- [YOUR OBJECTIVE]
From the data below, return the exact lines starting at the line containing "TARGET = white blouse" and ending at the line containing "TARGET = leafy tree", both included, and nothing else.

- [RECORDED DATA]
-------
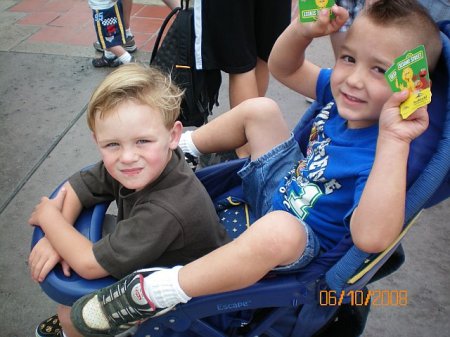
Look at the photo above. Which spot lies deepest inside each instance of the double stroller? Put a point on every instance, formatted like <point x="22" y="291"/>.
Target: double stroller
<point x="304" y="303"/>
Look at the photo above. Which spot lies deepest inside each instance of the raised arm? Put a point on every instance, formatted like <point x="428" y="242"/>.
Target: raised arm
<point x="287" y="61"/>
<point x="379" y="217"/>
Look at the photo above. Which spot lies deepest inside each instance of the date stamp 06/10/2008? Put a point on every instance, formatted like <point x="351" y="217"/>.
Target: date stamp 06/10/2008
<point x="390" y="297"/>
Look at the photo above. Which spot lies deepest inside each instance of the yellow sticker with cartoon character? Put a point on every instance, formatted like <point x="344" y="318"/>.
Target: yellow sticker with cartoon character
<point x="410" y="72"/>
<point x="309" y="9"/>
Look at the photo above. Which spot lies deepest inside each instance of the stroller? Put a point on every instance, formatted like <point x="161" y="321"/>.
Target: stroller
<point x="304" y="303"/>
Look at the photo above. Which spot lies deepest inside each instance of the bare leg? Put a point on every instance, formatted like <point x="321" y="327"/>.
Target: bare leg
<point x="66" y="323"/>
<point x="275" y="239"/>
<point x="127" y="5"/>
<point x="258" y="122"/>
<point x="248" y="85"/>
<point x="117" y="50"/>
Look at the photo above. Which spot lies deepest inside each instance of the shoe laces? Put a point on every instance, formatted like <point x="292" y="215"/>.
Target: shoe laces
<point x="121" y="309"/>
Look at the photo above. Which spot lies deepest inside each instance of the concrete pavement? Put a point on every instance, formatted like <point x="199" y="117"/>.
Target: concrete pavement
<point x="44" y="88"/>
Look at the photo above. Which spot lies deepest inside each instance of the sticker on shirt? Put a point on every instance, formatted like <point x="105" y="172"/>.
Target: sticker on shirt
<point x="410" y="71"/>
<point x="309" y="10"/>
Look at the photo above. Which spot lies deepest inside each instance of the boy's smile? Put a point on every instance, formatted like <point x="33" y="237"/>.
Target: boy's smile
<point x="358" y="82"/>
<point x="134" y="143"/>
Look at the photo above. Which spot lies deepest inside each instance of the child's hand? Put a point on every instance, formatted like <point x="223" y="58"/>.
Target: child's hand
<point x="392" y="125"/>
<point x="324" y="24"/>
<point x="48" y="209"/>
<point x="43" y="258"/>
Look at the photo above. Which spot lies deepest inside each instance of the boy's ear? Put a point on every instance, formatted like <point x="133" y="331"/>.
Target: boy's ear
<point x="175" y="134"/>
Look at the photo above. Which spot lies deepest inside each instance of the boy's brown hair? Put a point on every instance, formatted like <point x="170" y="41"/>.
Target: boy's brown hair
<point x="410" y="17"/>
<point x="144" y="85"/>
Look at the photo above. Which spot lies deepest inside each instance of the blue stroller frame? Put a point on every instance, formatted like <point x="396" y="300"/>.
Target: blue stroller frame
<point x="291" y="304"/>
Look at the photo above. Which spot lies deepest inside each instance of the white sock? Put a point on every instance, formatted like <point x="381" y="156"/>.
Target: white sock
<point x="109" y="55"/>
<point x="163" y="288"/>
<point x="93" y="315"/>
<point x="187" y="145"/>
<point x="125" y="58"/>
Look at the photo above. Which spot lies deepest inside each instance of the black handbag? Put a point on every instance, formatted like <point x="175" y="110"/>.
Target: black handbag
<point x="176" y="57"/>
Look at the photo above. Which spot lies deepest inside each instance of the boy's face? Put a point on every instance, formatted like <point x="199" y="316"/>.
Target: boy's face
<point x="358" y="82"/>
<point x="134" y="143"/>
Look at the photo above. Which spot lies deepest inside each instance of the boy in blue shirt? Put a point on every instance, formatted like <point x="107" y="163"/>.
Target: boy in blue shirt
<point x="352" y="178"/>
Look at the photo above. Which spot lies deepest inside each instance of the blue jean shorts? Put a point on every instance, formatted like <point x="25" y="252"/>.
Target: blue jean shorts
<point x="109" y="26"/>
<point x="260" y="179"/>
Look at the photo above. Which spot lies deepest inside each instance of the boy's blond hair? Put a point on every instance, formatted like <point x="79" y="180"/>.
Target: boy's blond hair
<point x="410" y="17"/>
<point x="144" y="85"/>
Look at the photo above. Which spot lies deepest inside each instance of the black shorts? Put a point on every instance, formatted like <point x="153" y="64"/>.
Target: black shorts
<point x="232" y="34"/>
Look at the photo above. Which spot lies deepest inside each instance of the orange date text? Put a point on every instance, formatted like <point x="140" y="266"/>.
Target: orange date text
<point x="392" y="297"/>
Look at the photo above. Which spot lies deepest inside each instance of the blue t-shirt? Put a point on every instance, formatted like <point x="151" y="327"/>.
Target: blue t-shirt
<point x="324" y="188"/>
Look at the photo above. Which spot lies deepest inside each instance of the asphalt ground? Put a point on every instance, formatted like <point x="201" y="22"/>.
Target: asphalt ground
<point x="44" y="89"/>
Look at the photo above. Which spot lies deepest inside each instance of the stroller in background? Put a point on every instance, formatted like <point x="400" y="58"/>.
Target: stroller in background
<point x="305" y="303"/>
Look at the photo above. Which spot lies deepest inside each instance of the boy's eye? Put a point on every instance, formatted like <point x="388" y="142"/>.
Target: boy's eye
<point x="143" y="141"/>
<point x="380" y="70"/>
<point x="348" y="59"/>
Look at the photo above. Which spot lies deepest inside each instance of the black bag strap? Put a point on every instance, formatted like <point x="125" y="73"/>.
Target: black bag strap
<point x="184" y="5"/>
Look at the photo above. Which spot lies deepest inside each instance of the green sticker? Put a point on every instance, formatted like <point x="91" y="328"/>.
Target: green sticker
<point x="410" y="71"/>
<point x="309" y="9"/>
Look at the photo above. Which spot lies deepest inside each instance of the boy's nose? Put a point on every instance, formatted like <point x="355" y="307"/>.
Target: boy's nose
<point x="356" y="79"/>
<point x="128" y="156"/>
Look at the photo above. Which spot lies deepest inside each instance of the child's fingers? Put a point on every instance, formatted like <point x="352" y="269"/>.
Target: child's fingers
<point x="341" y="15"/>
<point x="396" y="99"/>
<point x="60" y="196"/>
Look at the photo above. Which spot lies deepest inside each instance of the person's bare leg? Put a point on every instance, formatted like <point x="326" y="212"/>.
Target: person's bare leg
<point x="245" y="86"/>
<point x="127" y="5"/>
<point x="258" y="122"/>
<point x="262" y="76"/>
<point x="242" y="87"/>
<point x="275" y="239"/>
<point x="117" y="50"/>
<point x="66" y="324"/>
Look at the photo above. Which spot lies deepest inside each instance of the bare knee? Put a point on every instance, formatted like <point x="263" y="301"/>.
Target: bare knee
<point x="282" y="237"/>
<point x="261" y="109"/>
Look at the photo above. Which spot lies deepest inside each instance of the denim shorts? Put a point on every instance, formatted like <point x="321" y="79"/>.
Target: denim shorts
<point x="260" y="179"/>
<point x="108" y="24"/>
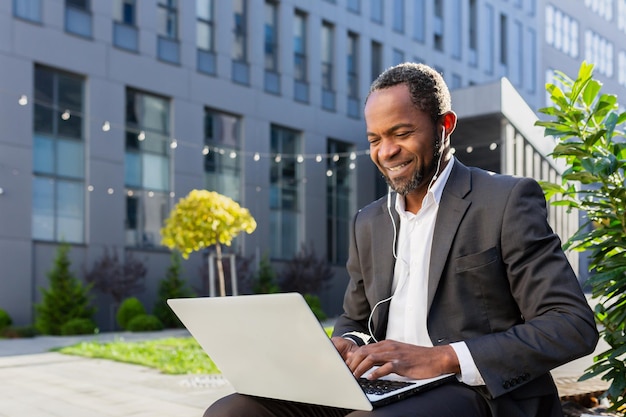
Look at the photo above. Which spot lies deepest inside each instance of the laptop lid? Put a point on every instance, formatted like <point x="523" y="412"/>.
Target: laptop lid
<point x="273" y="346"/>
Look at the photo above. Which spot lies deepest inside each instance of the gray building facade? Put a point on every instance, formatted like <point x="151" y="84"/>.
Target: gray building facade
<point x="113" y="110"/>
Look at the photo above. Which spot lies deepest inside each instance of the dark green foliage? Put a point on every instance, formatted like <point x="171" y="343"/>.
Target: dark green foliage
<point x="5" y="319"/>
<point x="65" y="298"/>
<point x="173" y="286"/>
<point x="144" y="323"/>
<point x="129" y="309"/>
<point x="589" y="133"/>
<point x="265" y="280"/>
<point x="78" y="326"/>
<point x="316" y="306"/>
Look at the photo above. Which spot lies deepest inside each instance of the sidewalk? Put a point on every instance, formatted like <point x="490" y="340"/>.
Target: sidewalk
<point x="40" y="383"/>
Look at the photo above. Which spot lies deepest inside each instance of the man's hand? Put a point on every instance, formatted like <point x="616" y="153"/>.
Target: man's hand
<point x="404" y="359"/>
<point x="344" y="346"/>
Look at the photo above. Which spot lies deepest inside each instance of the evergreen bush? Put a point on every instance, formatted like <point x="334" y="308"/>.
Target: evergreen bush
<point x="144" y="323"/>
<point x="65" y="298"/>
<point x="129" y="309"/>
<point x="173" y="286"/>
<point x="78" y="326"/>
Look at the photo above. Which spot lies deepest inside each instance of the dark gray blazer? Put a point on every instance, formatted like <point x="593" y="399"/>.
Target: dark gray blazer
<point x="498" y="281"/>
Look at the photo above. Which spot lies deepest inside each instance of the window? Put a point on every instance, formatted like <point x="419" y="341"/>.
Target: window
<point x="147" y="167"/>
<point x="78" y="17"/>
<point x="352" y="66"/>
<point x="339" y="211"/>
<point x="205" y="36"/>
<point x="603" y="8"/>
<point x="354" y="6"/>
<point x="272" y="80"/>
<point x="328" y="82"/>
<point x="473" y="32"/>
<point x="377" y="59"/>
<point x="58" y="157"/>
<point x="285" y="178"/>
<point x="376" y="11"/>
<point x="27" y="10"/>
<point x="599" y="51"/>
<point x="561" y="31"/>
<point x="222" y="161"/>
<point x="504" y="39"/>
<point x="168" y="48"/>
<point x="301" y="88"/>
<point x="398" y="16"/>
<point x="239" y="47"/>
<point x="398" y="57"/>
<point x="489" y="38"/>
<point x="125" y="33"/>
<point x="419" y="17"/>
<point x="621" y="15"/>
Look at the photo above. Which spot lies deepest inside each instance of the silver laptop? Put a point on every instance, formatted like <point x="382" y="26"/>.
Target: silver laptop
<point x="273" y="346"/>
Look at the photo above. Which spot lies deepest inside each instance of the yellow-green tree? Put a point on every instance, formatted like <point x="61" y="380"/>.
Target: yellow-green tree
<point x="202" y="219"/>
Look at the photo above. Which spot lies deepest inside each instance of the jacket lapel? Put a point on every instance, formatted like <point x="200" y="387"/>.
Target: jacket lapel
<point x="452" y="208"/>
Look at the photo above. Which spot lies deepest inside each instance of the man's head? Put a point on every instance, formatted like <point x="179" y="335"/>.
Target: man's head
<point x="409" y="120"/>
<point x="429" y="92"/>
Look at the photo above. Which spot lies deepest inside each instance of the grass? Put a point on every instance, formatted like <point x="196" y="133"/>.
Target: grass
<point x="174" y="356"/>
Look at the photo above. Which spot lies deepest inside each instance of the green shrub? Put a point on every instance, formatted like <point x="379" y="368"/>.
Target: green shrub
<point x="78" y="326"/>
<point x="316" y="306"/>
<point x="129" y="309"/>
<point x="5" y="319"/>
<point x="173" y="286"/>
<point x="65" y="298"/>
<point x="144" y="323"/>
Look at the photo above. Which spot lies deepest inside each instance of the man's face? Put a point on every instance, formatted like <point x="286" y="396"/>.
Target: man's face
<point x="402" y="140"/>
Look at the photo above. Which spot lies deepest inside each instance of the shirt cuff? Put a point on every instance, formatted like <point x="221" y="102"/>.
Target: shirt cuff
<point x="470" y="374"/>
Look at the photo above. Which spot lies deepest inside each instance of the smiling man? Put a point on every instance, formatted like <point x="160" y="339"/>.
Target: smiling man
<point x="456" y="271"/>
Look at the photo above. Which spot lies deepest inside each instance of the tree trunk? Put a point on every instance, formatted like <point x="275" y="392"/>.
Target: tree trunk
<point x="220" y="269"/>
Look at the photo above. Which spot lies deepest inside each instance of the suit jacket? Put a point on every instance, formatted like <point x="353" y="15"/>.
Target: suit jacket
<point x="498" y="280"/>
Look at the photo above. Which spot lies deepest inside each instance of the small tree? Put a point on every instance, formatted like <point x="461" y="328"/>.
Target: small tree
<point x="65" y="299"/>
<point x="202" y="219"/>
<point x="585" y="124"/>
<point x="173" y="286"/>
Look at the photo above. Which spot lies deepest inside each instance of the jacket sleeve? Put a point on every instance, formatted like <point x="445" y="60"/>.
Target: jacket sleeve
<point x="556" y="324"/>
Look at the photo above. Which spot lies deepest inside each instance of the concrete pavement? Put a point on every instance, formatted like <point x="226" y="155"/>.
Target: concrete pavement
<point x="39" y="383"/>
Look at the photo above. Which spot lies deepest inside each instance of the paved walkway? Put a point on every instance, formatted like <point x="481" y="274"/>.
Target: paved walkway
<point x="40" y="383"/>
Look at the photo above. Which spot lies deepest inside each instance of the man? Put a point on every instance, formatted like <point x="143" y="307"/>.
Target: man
<point x="456" y="271"/>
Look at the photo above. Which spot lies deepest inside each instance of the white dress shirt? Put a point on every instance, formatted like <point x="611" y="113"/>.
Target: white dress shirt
<point x="408" y="307"/>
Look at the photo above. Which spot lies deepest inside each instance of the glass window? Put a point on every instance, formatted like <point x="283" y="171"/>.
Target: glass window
<point x="271" y="36"/>
<point x="147" y="167"/>
<point x="300" y="47"/>
<point x="353" y="65"/>
<point x="222" y="160"/>
<point x="285" y="177"/>
<point x="58" y="157"/>
<point x="327" y="56"/>
<point x="398" y="16"/>
<point x="204" y="25"/>
<point x="376" y="11"/>
<point x="27" y="9"/>
<point x="240" y="52"/>
<point x="339" y="177"/>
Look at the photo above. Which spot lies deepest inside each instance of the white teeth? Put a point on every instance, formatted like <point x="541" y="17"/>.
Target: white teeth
<point x="398" y="167"/>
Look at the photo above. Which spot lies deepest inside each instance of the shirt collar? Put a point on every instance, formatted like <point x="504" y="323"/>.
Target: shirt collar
<point x="434" y="192"/>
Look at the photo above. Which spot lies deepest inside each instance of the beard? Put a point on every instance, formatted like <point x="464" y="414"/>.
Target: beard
<point x="404" y="186"/>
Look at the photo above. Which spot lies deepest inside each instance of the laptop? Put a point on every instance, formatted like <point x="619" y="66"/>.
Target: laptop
<point x="273" y="346"/>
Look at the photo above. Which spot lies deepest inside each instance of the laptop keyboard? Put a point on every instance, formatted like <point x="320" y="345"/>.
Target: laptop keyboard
<point x="380" y="386"/>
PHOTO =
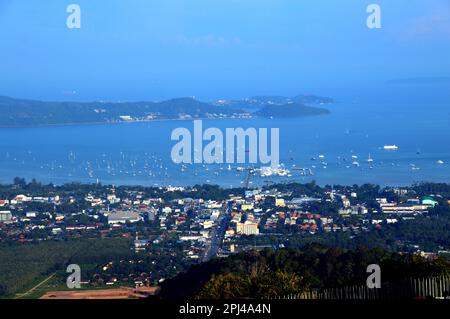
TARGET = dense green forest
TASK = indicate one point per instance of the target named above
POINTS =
(271, 273)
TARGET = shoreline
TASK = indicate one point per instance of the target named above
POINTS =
(123, 122)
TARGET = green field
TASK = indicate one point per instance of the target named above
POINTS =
(25, 267)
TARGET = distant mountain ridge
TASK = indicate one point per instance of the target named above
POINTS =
(259, 102)
(23, 113)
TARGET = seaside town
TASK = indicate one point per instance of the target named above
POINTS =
(167, 229)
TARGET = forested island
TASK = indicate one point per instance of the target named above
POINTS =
(24, 113)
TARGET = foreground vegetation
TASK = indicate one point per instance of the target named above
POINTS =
(271, 273)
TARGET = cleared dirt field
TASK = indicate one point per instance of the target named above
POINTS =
(119, 293)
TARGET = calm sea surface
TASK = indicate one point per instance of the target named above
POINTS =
(139, 153)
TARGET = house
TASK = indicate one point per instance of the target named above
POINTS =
(122, 217)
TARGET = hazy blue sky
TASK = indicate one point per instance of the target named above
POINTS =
(155, 49)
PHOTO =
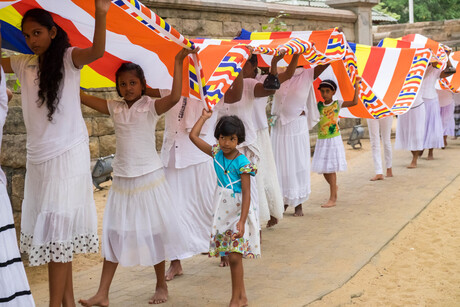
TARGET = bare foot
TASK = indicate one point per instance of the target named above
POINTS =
(389, 172)
(224, 261)
(96, 300)
(412, 165)
(272, 222)
(175, 269)
(329, 204)
(298, 210)
(160, 296)
(377, 177)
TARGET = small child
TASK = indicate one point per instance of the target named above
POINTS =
(140, 226)
(329, 156)
(235, 230)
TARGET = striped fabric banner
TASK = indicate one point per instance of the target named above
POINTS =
(452, 83)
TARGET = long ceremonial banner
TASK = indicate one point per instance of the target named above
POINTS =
(136, 34)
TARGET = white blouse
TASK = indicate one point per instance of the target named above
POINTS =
(136, 153)
(49, 139)
(179, 121)
(292, 97)
(243, 109)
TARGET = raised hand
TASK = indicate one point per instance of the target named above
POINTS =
(184, 52)
(102, 6)
(206, 114)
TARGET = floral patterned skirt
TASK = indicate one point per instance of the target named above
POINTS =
(226, 216)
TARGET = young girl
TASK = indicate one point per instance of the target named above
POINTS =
(329, 156)
(58, 212)
(140, 220)
(14, 288)
(295, 110)
(235, 230)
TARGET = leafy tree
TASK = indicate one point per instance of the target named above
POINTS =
(424, 10)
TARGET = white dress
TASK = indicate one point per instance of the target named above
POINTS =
(141, 222)
(184, 164)
(446, 102)
(410, 129)
(267, 166)
(329, 156)
(58, 211)
(14, 288)
(433, 121)
(290, 135)
(380, 128)
(228, 201)
(244, 110)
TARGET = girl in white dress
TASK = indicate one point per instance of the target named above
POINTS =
(141, 223)
(14, 288)
(381, 128)
(235, 230)
(184, 163)
(239, 101)
(329, 157)
(58, 211)
(294, 108)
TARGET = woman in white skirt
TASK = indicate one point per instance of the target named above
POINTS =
-------
- [RESULT BELOW]
TARGET = white blouse
TASK = indicate one point per instance of the target named above
POINTS =
(136, 153)
(49, 139)
(179, 121)
(292, 97)
(243, 109)
TARGET = raised hand
TASK = indicate one point per instance of the target named above
POINTS =
(184, 52)
(102, 6)
(206, 114)
TARGET = floral patterned skirt
TASK = indicate one point per instance of the target named above
POINTS =
(226, 216)
TARGET = young girl
TASK = indicate one point per instance of the target named above
POINTS =
(329, 156)
(58, 212)
(140, 220)
(14, 288)
(295, 110)
(235, 230)
TARGET = leafy tree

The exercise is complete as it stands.